= What is required =
Gather every line in the items below that contains the word "plant", and copy each of those lines in full.

= Extracted material =
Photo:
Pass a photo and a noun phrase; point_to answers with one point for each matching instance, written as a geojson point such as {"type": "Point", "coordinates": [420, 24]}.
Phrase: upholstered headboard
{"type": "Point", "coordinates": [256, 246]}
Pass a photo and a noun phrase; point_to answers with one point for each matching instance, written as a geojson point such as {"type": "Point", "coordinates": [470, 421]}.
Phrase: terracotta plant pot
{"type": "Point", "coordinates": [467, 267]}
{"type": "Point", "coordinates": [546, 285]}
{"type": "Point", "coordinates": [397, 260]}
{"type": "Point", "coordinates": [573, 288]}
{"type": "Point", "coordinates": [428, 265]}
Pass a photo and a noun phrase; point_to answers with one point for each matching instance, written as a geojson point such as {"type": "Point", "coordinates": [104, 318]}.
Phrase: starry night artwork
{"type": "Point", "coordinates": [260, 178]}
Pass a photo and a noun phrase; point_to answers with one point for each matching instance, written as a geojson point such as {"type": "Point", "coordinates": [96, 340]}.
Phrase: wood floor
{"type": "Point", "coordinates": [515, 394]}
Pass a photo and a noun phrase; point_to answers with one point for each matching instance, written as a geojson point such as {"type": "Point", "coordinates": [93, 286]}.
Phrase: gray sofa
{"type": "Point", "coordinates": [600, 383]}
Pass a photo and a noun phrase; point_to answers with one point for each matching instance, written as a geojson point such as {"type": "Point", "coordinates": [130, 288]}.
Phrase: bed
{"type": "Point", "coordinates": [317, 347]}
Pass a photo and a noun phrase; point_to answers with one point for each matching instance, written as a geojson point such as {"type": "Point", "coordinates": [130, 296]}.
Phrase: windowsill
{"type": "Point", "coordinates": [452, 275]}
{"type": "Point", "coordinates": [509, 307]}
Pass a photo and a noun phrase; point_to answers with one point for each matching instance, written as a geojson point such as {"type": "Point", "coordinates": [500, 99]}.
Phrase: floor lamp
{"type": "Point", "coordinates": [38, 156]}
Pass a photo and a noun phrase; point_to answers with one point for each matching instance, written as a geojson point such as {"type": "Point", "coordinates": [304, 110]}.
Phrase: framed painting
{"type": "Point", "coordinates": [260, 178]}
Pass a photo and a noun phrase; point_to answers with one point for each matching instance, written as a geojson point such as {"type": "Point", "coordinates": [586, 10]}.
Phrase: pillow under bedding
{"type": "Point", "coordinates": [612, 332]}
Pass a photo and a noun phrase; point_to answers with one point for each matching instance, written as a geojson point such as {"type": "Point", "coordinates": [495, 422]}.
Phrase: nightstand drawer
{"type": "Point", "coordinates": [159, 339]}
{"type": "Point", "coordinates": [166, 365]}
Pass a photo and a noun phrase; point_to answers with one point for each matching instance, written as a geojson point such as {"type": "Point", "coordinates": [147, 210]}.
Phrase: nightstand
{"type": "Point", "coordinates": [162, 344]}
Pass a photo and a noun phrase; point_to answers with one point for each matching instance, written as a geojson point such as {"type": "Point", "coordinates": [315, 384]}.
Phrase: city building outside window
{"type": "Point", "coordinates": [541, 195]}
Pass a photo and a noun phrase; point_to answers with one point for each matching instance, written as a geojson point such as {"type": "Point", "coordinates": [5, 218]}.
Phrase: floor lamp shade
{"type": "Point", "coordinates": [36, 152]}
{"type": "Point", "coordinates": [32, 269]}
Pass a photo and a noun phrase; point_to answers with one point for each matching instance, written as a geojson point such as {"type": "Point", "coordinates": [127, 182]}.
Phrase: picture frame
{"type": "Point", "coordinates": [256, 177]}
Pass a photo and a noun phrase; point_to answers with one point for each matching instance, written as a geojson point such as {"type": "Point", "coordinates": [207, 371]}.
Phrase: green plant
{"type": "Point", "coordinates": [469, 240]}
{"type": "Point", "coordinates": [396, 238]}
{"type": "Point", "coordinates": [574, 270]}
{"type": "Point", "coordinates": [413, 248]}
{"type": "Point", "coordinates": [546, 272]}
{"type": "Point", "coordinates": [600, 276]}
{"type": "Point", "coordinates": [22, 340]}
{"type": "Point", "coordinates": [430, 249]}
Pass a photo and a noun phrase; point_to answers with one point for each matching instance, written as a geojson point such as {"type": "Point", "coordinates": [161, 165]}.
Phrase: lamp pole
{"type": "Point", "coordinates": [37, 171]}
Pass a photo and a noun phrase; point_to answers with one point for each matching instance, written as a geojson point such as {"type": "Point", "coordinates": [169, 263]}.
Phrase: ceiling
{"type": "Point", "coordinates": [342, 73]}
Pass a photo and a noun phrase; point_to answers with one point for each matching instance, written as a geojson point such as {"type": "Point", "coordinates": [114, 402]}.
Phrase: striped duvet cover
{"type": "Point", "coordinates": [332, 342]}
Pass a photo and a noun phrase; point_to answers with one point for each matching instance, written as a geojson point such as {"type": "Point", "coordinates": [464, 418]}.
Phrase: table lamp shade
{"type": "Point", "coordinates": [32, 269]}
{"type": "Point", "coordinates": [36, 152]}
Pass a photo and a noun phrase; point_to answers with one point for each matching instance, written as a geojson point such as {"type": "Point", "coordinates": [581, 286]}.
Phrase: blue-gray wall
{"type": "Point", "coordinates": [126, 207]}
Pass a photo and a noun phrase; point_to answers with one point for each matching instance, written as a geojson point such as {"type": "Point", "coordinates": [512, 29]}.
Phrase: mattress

= Full solution =
Phrase: terracotta plant pot
Phrase: green plant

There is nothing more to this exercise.